> **Task to carry out**:
Copy all of the following material word for word, keeping every line in its original order.

········

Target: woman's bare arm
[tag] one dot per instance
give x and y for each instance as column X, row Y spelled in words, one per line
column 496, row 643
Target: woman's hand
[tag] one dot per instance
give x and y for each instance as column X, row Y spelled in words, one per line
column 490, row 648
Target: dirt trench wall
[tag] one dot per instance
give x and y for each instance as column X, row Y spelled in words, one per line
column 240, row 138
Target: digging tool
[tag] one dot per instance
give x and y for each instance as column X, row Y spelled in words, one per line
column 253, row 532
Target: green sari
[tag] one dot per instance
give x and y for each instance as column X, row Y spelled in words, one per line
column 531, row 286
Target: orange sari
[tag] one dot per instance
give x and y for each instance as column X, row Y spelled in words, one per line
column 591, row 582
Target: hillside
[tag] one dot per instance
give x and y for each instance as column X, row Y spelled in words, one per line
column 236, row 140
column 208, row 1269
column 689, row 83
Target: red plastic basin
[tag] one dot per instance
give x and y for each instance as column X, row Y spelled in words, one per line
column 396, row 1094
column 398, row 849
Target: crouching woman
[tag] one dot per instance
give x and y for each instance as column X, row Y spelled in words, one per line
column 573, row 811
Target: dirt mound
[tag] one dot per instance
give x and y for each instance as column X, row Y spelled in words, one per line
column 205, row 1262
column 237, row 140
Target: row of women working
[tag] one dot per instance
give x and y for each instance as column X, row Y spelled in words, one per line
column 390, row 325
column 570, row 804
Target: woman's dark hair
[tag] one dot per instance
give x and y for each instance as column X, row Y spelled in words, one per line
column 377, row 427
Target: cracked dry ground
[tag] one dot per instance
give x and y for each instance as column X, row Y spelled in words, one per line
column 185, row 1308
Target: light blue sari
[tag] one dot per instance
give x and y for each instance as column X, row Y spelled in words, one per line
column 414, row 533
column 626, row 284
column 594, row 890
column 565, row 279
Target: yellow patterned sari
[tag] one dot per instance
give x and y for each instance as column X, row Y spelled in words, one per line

········

> **Exercise result**:
Target: woman's bare arm
[tag] one dot per instance
give x and y for each instance as column X, row Y spelled in words, one per line
column 496, row 643
Target: woman's hand
[tag] one dot per instance
give x and y for each instance as column X, row Y spelled in words, one per line
column 490, row 648
Target: dirt trench wall
[tag] one dot per instance
give x and y for each instance as column X, row Y spelled in words, one per line
column 240, row 138
Target: digging tool
[tag] one dot per instance
give x and y for each instance as column X, row Y spelled in words, one per line
column 253, row 532
Target: green sari
[tag] one dot per instance
give x and y for each instance as column X, row Y spelled in words, one per line
column 531, row 286
Target: orange sari
[tag] one dot per instance
give x and y for each instance as column X, row Y spelled in words, one per line
column 591, row 582
Target: hillside
[tag] one dot per instance
give x and y for each instance as column X, row Y spelled in words, one per line
column 236, row 140
column 208, row 1269
column 689, row 83
Target: red plastic basin
[tag] one dot per instance
give x and y for each instance as column X, row Y spelled in words, one per line
column 396, row 1094
column 398, row 849
Target: crouching woman
[tag] one dot per instance
give x and y for each instance as column X, row Y spelled in words, one per line
column 573, row 811
Target: dirt mound
[tag] one dot per instance
give x and y for each instance as column X, row Y spelled in words, one per line
column 205, row 1262
column 237, row 140
Target: row of women working
[tag] one dot per instance
give x and y for each instance as column X, row Y spelled in words, one per line
column 390, row 325
column 570, row 804
Target: woman's dark hair
[tag] one dot per instance
give x and y for each instance as column X, row Y spelled in words, one per line
column 377, row 427
Target: cracked dry ground
[tag] one dot per instance
give x and y for each instance as column X, row Y spelled in words, one per line
column 185, row 1308
Target: light blue sari
[tag] one dot per instance
give x and y for each instance as column X, row Y spelled in words, one per line
column 414, row 533
column 626, row 284
column 594, row 890
column 565, row 279
Target: yellow patterned sari
[tag] one dot per instance
give x and y for each instance as column X, row Y spelled in words, one per line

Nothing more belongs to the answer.